Task goal: The required output is all lines below that contain the word "roof".

Stored items
■ ■ ■ ■ ■
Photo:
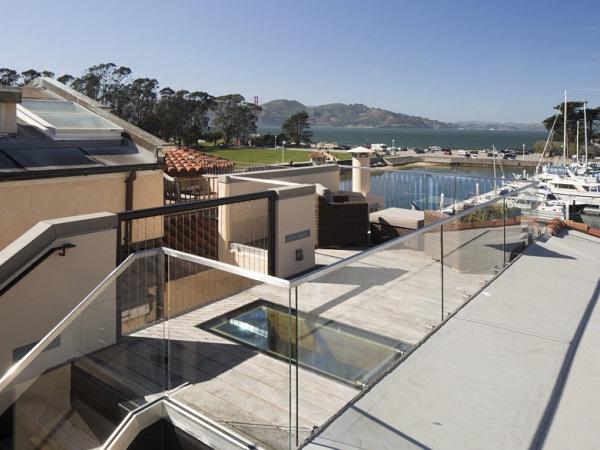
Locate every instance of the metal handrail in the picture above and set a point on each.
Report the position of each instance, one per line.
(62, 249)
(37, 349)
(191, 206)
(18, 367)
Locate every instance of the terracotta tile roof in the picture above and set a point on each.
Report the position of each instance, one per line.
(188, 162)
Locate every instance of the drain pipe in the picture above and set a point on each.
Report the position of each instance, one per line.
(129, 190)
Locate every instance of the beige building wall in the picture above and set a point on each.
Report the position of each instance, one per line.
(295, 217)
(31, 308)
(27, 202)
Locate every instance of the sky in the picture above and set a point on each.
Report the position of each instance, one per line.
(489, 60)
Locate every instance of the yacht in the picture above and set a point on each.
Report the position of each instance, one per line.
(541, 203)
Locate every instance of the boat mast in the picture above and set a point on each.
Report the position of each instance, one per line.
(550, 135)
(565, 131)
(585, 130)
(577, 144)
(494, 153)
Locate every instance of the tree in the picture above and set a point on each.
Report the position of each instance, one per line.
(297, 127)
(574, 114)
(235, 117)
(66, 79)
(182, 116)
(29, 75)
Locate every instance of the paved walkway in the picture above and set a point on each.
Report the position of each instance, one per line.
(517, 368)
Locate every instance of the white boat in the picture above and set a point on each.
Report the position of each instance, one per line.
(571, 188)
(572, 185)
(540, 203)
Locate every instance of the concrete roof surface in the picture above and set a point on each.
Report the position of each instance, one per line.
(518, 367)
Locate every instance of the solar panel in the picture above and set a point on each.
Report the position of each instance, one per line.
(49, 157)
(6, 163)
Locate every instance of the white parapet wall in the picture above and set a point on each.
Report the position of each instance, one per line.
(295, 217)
■ ■ ■ ■ ■
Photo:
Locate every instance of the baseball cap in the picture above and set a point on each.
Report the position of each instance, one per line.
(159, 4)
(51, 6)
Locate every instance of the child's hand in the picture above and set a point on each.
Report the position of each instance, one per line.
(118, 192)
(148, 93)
■ ■ ■ ■ ■
Result of the exercise:
Locate every instance of the terracotta tile roof in the picture above and set a point on each.
Locate every instance of the concrete roof surface in the picture above and set a point on each.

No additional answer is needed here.